● EXERCISE PASSAGE:

*** Block opens ***

Configuration Guide
LLM Gateway configuration is centered on credentials, model routing metadata, fallback configuration, observability settings, and tenant isolation. Configure the gateway once, then point applications at the OpenAI-compatible endpoint.
Credential model
Each credential represents one usable provider connection. A credential can include:
- Provider name.
- Display name.
- Encrypted API key or provider-specific secret material.
- Default model.
- Load balancing weight.
- Enabled or disabled state.
- Custom base URL for compatible or self-hosted providers.
- Provider-specific configuration such as Azure deployment settings, Bedrock region, or Vertex project details.
Credentials are scoped to the organization and user context in Axiom Cloud. They are not shared across tenants.
Provider setup checklist
Before adding a provider, decide:
- Which environment the credential serves: development, staging, production, or regional workload.
- Which model names applications will request.
- Whether this credential is the primary route, a weighted peer, or a fallback target.
- Who owns rotation and billing review for the provider account.
- Whether the provider has regional, compliance, or data residency constraints.

*** Block closes ***

● DATA FOR ANALYSIS:

*** Block opens ***

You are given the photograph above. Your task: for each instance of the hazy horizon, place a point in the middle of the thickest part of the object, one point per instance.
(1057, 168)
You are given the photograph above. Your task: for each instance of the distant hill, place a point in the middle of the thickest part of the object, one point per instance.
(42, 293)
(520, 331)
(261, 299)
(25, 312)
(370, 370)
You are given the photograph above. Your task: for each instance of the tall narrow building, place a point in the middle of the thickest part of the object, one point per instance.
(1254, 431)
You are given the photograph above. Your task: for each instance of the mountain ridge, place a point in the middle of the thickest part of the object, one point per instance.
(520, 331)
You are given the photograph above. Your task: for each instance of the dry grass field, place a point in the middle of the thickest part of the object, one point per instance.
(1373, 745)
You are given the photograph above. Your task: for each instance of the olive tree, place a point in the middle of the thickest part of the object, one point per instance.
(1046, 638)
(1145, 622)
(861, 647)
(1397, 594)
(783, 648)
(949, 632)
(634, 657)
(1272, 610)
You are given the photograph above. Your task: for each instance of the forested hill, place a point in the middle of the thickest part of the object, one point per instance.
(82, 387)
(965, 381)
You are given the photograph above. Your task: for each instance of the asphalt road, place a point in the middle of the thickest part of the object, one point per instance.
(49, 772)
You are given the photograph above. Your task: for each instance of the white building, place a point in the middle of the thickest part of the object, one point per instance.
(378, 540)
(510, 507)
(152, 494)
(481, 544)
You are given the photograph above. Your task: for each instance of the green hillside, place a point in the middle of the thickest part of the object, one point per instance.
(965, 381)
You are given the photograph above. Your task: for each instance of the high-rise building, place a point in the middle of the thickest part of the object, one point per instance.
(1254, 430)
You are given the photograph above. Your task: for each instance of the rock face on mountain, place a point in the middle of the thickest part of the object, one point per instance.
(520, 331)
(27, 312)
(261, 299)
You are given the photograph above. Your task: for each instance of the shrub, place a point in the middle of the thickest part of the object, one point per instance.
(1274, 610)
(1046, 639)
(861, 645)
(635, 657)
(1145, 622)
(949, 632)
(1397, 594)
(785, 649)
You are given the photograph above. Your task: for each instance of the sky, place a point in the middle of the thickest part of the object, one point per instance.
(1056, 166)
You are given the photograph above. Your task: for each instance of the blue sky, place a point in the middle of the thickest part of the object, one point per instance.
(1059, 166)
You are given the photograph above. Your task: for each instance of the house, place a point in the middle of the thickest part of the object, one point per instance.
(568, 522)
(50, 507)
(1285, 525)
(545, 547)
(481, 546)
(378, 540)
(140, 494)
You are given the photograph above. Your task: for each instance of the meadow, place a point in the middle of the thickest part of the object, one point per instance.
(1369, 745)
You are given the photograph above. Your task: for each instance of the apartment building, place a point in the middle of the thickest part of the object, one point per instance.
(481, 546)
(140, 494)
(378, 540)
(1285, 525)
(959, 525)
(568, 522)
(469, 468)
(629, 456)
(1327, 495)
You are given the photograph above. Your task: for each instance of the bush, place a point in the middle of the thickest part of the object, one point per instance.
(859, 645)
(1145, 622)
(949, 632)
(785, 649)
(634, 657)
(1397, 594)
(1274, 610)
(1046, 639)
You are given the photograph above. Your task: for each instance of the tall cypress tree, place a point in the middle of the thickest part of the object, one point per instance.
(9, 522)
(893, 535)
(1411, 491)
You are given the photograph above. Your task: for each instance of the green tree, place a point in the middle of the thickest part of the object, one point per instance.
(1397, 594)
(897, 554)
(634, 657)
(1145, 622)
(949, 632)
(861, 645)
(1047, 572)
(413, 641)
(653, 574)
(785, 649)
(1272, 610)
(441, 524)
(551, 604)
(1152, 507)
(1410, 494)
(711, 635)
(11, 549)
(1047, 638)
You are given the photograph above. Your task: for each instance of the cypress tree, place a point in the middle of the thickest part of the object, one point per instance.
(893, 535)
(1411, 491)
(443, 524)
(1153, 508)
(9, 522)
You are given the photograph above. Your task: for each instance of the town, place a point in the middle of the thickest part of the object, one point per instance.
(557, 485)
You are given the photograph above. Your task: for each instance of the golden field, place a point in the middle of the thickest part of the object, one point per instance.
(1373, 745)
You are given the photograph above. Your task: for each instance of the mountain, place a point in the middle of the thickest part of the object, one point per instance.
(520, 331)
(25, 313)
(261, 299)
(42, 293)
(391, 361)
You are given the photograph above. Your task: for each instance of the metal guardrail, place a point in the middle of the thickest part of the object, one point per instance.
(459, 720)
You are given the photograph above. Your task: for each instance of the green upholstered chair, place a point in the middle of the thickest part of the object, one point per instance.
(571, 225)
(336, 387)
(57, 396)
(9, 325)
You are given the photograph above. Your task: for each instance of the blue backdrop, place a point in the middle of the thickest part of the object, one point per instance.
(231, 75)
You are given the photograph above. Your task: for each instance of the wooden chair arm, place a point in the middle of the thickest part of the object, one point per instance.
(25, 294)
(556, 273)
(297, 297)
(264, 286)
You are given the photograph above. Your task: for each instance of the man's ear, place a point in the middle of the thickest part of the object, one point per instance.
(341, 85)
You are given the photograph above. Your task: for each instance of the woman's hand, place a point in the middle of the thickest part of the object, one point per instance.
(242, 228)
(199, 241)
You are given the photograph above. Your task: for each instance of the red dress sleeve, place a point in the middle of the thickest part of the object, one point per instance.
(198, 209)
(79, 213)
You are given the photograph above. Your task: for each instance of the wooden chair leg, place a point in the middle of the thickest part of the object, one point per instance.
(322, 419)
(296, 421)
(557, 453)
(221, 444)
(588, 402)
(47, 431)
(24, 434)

*** Block closes ***

● TASK TO COMPLETE: According to the configuration guide, which kinds of providers is a custom base URL in a credential meant for? The records have no role in this exercise.

● SOLUTION FOR THIS PROBLEM: A custom base URL is meant for compatible or self-hosted providers.